■ **Rows**:
□ □ □ □ □

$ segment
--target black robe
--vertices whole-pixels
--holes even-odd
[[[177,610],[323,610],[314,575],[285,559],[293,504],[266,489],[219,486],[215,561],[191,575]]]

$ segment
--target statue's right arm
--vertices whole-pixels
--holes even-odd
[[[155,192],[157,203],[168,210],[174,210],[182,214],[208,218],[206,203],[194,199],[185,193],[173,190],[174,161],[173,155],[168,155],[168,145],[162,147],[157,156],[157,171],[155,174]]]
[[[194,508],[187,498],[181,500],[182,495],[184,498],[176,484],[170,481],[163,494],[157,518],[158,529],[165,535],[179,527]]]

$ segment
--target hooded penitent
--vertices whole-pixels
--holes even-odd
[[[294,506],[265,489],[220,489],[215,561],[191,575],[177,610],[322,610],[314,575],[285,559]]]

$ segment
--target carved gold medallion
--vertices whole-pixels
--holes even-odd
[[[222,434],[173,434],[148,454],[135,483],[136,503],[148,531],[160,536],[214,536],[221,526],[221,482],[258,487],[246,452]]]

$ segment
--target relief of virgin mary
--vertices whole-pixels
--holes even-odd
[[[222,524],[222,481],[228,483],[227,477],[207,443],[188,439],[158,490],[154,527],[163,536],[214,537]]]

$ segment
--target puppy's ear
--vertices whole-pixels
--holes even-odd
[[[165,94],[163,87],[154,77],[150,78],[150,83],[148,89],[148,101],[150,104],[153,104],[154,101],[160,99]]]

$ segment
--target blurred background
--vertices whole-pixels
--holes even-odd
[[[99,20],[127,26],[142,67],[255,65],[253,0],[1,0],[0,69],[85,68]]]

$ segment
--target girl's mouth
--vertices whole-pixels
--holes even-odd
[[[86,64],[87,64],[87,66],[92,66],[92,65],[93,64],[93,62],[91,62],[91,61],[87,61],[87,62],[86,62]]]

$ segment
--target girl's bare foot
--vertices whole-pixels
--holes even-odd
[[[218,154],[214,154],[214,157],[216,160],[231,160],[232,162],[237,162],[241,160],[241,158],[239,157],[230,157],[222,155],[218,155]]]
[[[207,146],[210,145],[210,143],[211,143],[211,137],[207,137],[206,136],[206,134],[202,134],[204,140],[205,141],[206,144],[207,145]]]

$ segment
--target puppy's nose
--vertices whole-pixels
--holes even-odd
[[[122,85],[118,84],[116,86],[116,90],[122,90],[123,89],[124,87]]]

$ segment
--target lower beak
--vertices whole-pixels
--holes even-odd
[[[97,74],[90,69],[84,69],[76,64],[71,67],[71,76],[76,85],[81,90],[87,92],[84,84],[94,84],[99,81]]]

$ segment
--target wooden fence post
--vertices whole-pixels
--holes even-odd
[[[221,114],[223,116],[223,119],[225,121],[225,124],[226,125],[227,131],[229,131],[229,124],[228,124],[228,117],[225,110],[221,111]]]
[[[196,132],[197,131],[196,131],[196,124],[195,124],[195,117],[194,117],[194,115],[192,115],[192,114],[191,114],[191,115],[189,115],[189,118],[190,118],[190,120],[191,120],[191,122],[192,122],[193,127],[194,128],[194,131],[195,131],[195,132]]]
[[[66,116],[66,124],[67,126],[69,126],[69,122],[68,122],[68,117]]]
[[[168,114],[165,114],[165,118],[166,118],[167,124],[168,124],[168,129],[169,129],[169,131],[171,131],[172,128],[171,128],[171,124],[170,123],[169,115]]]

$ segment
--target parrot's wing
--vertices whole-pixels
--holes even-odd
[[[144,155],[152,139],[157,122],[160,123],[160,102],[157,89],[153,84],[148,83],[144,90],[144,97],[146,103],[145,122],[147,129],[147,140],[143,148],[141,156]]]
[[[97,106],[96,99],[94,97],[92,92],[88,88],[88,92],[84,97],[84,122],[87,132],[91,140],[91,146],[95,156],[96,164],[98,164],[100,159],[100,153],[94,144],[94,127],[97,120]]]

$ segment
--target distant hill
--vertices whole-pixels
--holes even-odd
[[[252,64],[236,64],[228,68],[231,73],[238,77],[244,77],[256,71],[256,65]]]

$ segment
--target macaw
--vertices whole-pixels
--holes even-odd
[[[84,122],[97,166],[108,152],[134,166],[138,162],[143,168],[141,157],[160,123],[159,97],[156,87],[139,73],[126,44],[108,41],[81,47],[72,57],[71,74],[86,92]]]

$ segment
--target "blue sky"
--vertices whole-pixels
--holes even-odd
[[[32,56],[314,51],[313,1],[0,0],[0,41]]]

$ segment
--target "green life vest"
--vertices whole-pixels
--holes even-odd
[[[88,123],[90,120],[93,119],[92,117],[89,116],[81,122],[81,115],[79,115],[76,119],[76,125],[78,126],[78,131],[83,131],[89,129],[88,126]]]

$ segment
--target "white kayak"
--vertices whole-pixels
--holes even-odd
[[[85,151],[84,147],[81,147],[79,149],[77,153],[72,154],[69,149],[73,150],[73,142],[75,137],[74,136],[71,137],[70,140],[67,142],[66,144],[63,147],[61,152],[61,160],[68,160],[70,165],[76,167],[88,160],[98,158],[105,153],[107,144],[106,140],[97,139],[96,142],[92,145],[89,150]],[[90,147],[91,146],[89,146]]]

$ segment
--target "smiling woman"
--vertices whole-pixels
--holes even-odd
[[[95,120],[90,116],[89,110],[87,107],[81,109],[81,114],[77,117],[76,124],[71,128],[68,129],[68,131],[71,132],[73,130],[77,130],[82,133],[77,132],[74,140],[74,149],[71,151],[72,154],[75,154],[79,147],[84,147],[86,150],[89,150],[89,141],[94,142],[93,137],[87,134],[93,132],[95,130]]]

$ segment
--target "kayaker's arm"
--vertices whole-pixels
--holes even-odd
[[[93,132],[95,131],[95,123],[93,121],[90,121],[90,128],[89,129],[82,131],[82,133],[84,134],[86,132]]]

□ □ □ □ □

■ **Challenge**: Give the material above again, word for word.

■ **Response to the exercise**:
$ segment
--target black robe
--vertices whole-pixels
--holes even-odd
[[[177,610],[323,610],[314,575],[285,559],[293,504],[266,489],[219,486],[215,561],[191,575]]]

$ segment
--target statue's right arm
--vertices whole-pixels
--holes even-odd
[[[155,192],[157,203],[168,210],[174,210],[182,214],[208,218],[206,203],[194,199],[185,193],[173,190],[174,161],[173,155],[168,155],[168,145],[162,147],[157,156],[157,171],[155,174]]]
[[[194,508],[187,498],[181,500],[182,495],[184,498],[176,484],[170,481],[163,494],[157,518],[158,529],[165,535],[179,527]]]

$ segment
--target hooded penitent
--vertices whole-pixels
--holes even-odd
[[[294,506],[265,489],[220,489],[215,561],[191,575],[177,610],[322,610],[314,575],[285,559]]]

$ segment
--target carved gold medallion
--vertices whole-pixels
--holes even-odd
[[[222,434],[173,434],[148,454],[135,483],[136,503],[148,531],[160,536],[214,536],[221,526],[221,482],[258,487],[246,452]]]

$ segment
--target relief of virgin mary
--vertices whole-pixels
--holes even-odd
[[[222,524],[222,481],[228,483],[227,477],[207,443],[188,439],[158,490],[154,527],[163,536],[214,537]]]

$ segment
--target puppy's ear
--vertices whole-pixels
--holes even-odd
[[[165,94],[163,87],[154,77],[150,78],[150,83],[148,89],[148,101],[150,104],[153,104],[154,101],[160,99]]]

$ segment
--target blurred background
--vertices whole-pixels
--holes even-odd
[[[99,20],[127,26],[142,67],[255,65],[253,0],[1,0],[0,69],[85,68]]]

$ segment
--target girl's mouth
--vertices whole-pixels
--holes even-odd
[[[86,64],[87,64],[87,66],[92,66],[92,65],[93,64],[93,62],[91,62],[91,61],[87,61],[87,62],[86,62]]]

$ segment
--target girl's bare foot
--vertices whole-pixels
--holes even-odd
[[[218,154],[214,154],[214,157],[216,160],[231,160],[232,162],[237,162],[241,160],[241,158],[239,157],[230,157],[222,155],[218,155]]]
[[[207,146],[210,145],[210,143],[211,143],[211,137],[207,137],[206,136],[206,134],[202,134],[204,140],[205,141],[206,144],[207,145]]]

$ segment
--target puppy's nose
--vertices whole-pixels
--holes even-odd
[[[122,85],[118,84],[116,86],[116,90],[122,90],[123,89],[124,87]]]

$ segment
--target lower beak
--vertices whole-pixels
--holes even-odd
[[[97,74],[90,69],[84,69],[76,64],[71,67],[71,76],[76,85],[81,90],[87,92],[84,84],[94,84],[99,81]]]

$ segment
--target wooden fence post
--vertices whole-pixels
--holes even-odd
[[[221,114],[223,116],[223,119],[225,121],[225,124],[226,125],[227,131],[229,131],[229,124],[228,124],[228,117],[225,110],[221,111]]]
[[[196,132],[197,131],[196,131],[196,124],[195,124],[195,117],[194,117],[194,115],[192,115],[192,114],[191,114],[191,115],[189,115],[189,118],[190,118],[190,120],[191,120],[191,122],[192,122],[193,127],[194,128],[194,131],[195,131],[195,132]]]
[[[66,116],[66,124],[67,126],[69,126],[69,122],[68,122],[68,117]]]
[[[168,114],[165,114],[165,118],[166,118],[167,124],[168,124],[168,129],[169,129],[169,131],[171,131],[172,128],[171,128],[171,124],[170,123],[169,115]]]

$ segment
--target parrot's wing
--vertices whole-pixels
--holes even-odd
[[[144,155],[152,139],[157,122],[160,123],[160,102],[157,89],[153,84],[148,83],[144,90],[144,97],[146,103],[145,122],[147,129],[147,140],[143,148],[141,156]]]
[[[97,106],[96,99],[94,97],[92,92],[88,88],[88,92],[84,97],[84,122],[87,132],[91,140],[91,146],[95,156],[96,164],[98,164],[100,159],[100,153],[94,144],[94,127],[97,120]]]

$ segment
--target distant hill
--vertices whole-pixels
--holes even-odd
[[[252,64],[236,64],[228,68],[231,73],[238,77],[244,77],[256,71],[256,65]]]

$ segment
--target macaw
--vertices whole-pixels
--holes even-odd
[[[84,122],[97,166],[108,152],[134,166],[138,162],[143,168],[141,157],[160,123],[159,97],[156,87],[139,73],[126,44],[108,41],[81,47],[72,57],[71,74],[86,92]]]

$ segment
--target "blue sky"
--vertices whole-pixels
--holes even-odd
[[[32,56],[314,51],[313,1],[0,0],[0,41]]]

$ segment
--target "green life vest"
--vertices whole-pixels
--holes even-odd
[[[88,123],[90,120],[93,119],[92,117],[89,116],[81,122],[81,115],[79,115],[76,119],[76,125],[78,126],[78,131],[83,131],[89,129],[88,126]]]

$ segment
--target "white kayak"
--vertices whole-pixels
--holes even-odd
[[[85,151],[84,147],[81,147],[79,149],[77,153],[72,154],[69,149],[73,150],[73,142],[75,137],[74,136],[71,137],[70,140],[67,142],[66,144],[63,147],[61,152],[61,160],[68,160],[70,165],[76,167],[88,160],[98,158],[105,153],[107,144],[106,140],[97,139],[96,142],[92,145],[89,150]],[[90,147],[91,146],[89,146]]]

$ segment
--target "smiling woman"
--vertices whole-pixels
--holes even-odd
[[[95,120],[90,116],[89,110],[87,107],[81,109],[81,114],[77,117],[76,124],[71,128],[68,129],[68,131],[71,132],[73,130],[77,130],[82,133],[77,132],[74,140],[74,149],[71,151],[72,154],[75,154],[79,147],[84,147],[86,150],[89,150],[89,141],[94,142],[93,137],[87,134],[93,132],[95,130]]]

$ segment
--target "kayaker's arm"
--vertices whole-pixels
--holes even-odd
[[[93,132],[95,131],[95,123],[93,121],[90,121],[90,128],[89,129],[82,131],[82,133],[84,134],[86,132]]]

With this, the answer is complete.